*Page text*

----

In Table 3 we show a comparison between the deep-inelastic structure function \(F_2(x,Q^2,A)\) computed with the APFEL program and with the FK interpolation method, Eq. (2.15), using the theoretical settings given above. The predictions have been evaluated using the EPPS16 sets for two different perturbative orders, FONLL-B and FONLL-C, at sample values of x and \(Q^2\) given by carbon (\(A=12\)) and lead (\(A=208\)) data. We also indicate the relative difference between the two calculations, \(\Delta _\mathrm{rel}\equiv |\mathtt{APFEL}-\mathtt{FK}|/\mathtt{APFEL}\). Here we see that the agreement is excellent with residual differences much smaller than the typical uncertainties of the experimental data, and thus suitable for our purposes.

Table 3 Comparison between the deep-inelastic structure function \(F_2(x,Q^2,A)\) computed with the APFEL program and with the corresponding FK interpolation tables. The predictions are given for two different perturbative orders, FONLL-B and FONLL-C, and are computed using the EPPS16 nPDF set with theoretical settings described in the text. The values of x and \(Q^2\) correspond to representative measurements for carbon (\(A=12\)) and lead (\(A=208\)) nuclei. Also given are the relative differences between the two calculations, \(\Delta _\mathrm{rel}\equiv |\mathtt{APFEL}-\mathtt{FK}|/\mathtt{APFEL}\)

----

*Dataset extract*
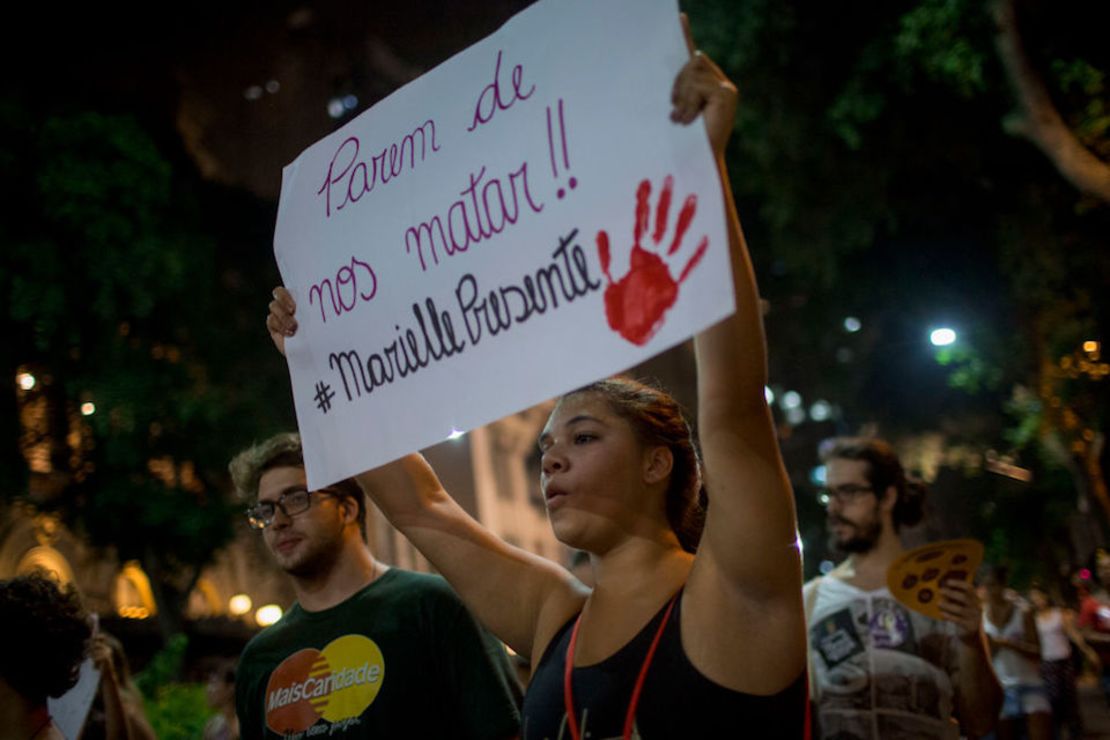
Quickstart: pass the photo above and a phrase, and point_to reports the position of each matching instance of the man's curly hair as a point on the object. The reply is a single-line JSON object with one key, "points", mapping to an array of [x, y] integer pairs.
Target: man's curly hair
{"points": [[46, 636]]}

----

*Task requirements*
- A) Answer these questions from the passage on comparing the APFEL and FK calculations of the structure function F2:
(i) Which nPDF set is used to evaluate the predictions?
(ii) What two perturbative orders are the predictions given for?
(iii) Which two nuclei supply the sample values of x and Q², and what is each one's A?
- B) Pick up the passage on comparing the APFEL and FK calculations of the structure function F2 after its final sentence, and write what comes next.

*Task-by-task results*
- A)
(i) EPPS16
(ii) FONLL-B and FONLL-C
(iii) Carbon (A = 12) and lead (A = 208)

- B)
Quark flavor decomposition

With the APFELgrid formalism, we can express any DIS structure function in terms of the nPDFs at the initial evolution scale \(Q_0^2\) using Eq. (2.15). In principle, one would need to parameterize 7 independent PDFs: the up, down, and strange quark and antiquark PDFs and the gluon. Another two input PDFs would be required if in addition the charm and anti-charm PDFs are also parameterized, as discussed in [86]. However, given that our input dataset in this analysis is restricted to DIS neutral current structure functions, a full quark flavor separation of the fitted nPDFs is not possible. In this section we discuss the specific quark flavor decomposition that is adopted in the nNNPDF1.0 fit.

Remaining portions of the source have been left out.